Goals:
[a] In the excerpt about BMNB's drive, where was the storage space that held most of the couple's worldly possessions?
[b] Reproduce everything in the excerpt about BMNB's drive from "You see, BMNB" down to "from Winnemucca, Nevada.".
[c] Carry on the account of BMNB's drive to Elk Grove, picking up after its last sentence.

Text excerpt:
· · · · ·
This morning we discussed our future. Or rather, he told me in no uncertain terms what he was willing to do to secure our future, financially and otherwise. To make joy a regular part of our lives, not an occasional treat. To put our little family first. In other words, he assured me that in no uncertain terms he had my back.

For all of that, I would have willingly allowed him the pleasure of a little “‘tang at the ‘stang.”

You see, BMNB just returned from three days on the road driving most of our worldly possessions from a storage space in Aurora, Colorado to Elk Grove. He was tired beyond measure when he called me from Winnemucca, Nevada.

“You know,” I started slyly, “you’re in Nevada, where prostitution is legal in some counties. I wouldn’t be mad at you if you took in a little “ ‘tang at the ‘stang,” I laughed.

He laughed right back. “You mean the Mustang Ranch? Are they even still in business?” I could visualize his arched right eyebrow, which he arches when he’s curious or doubtful about something.
· · · · ·
Data section:
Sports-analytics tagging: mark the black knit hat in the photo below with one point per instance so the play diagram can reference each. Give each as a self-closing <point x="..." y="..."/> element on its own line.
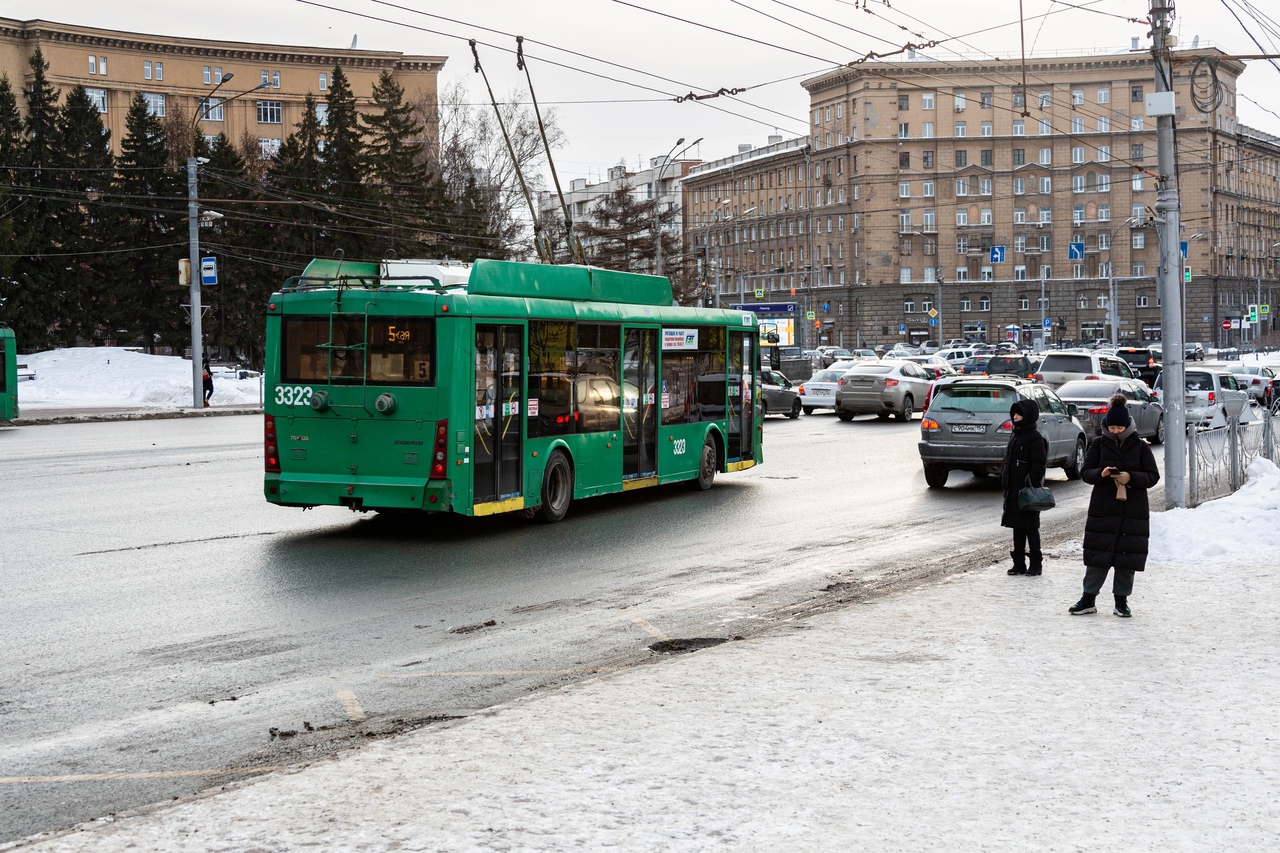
· · · · ·
Responses:
[a] Aurora, Colorado.

[b]
You see, BMNB just returned from three days on the road driving most of our worldly possessions from a storage space in Aurora, Colorado to Elk Grove. He was tired beyond measure when he called me from Winnemucca, Nevada.

[c]
“I don’t know, but if they are, hey, it’s legal there and the IRS is probably running it to pay for back taxes. Won’t mess with your security clearance.”

He chuckled. “Nah, that’s okay. I’m good.”

You see, I’ve changed my position about marital infidelity. Back when I started college, I told my freshman roommate Sheila that if a husband of mine cheated on me, we’d be through. Cheating meant there was no trust; if there was no trust, there was no marriage.

“You mean you’d throw away a marriage behind some ass?” Sheila was wise beyond her years, even at 18.

Now, at the age of 45, I get it. Especially where BMNB is concerned.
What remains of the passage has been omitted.